→ Required actions:
• A. From the profile of the volleyball player, copy the passage starting with "Personal information" and going on through "cm (114 in)".
• B. List every competition named under Honours in the volleyball player's profile.

→ Page:
┌──

Personal information
- Nationality: Turkish
- Born: 10 November 2003 (age 22) Istanbul, Turkey
- Height: 1.86 m (6 ft 1 in)
- Weight: 69 kg (152 lb)
- Spike: 305 cm (120 in)
- Block: 290 cm (114 in)

Volleyball information
- Position: Wing spiker
- Current club: Stanford University

Career
| Years | Teams |
| 2017–2023; 2023–; | Fenerbahçe; Stanford University; |

National team
| 2017 | Turkey U16 |
| 2018–2019 | Turkey U18 |
| 2019– | Turkey U20 |

Honours
Women's volleyball
Representing Turkey
European Youth Olympic Festival
| Bronze medal – third place | 2019 Baku | Team |
Junior European Championship
| Gold medal – first place | 2020 Zenica | Team |
Youth European Championship
| Bronze medal – third place | 2018 Sofia | Team |

= İpar Özay Kurt =

Turkish volleyball player (born 2003)

İpar Özay Kurt (born 10 November 2003) is a Turkish volleyball player. She played for Fenerbahçe as wing spiker with jersey number 16 and now plays for Stanford University. She is tall at 69 kg.

İpar Özay Kurt was born in Istanbul, Turkey on 10 November 2003.

==Club==
After playing for the İlbank in Ankara, she joined the Istanbul-based club Fenerbahçe in 2017. Between 2015 and 2017, she enjoyed several local and national champion titles.

└──

→ Information provided:
┌──

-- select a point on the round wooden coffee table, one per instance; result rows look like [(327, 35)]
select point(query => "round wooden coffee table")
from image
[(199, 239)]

└──

→ Solutions in order:
• A.
Personal information
- Nationality: Turkish
- Born: 10 November 2003 (age 22) Istanbul, Turkey
- Height: 1.86 m (6 ft 1 in)
- Weight: 69 kg (152 lb)
- Spike: 305 cm (120 in)
- Block: 290 cm (114 in)

• B.
European Youth Olympic Festival
Junior European Championship
Youth European Championship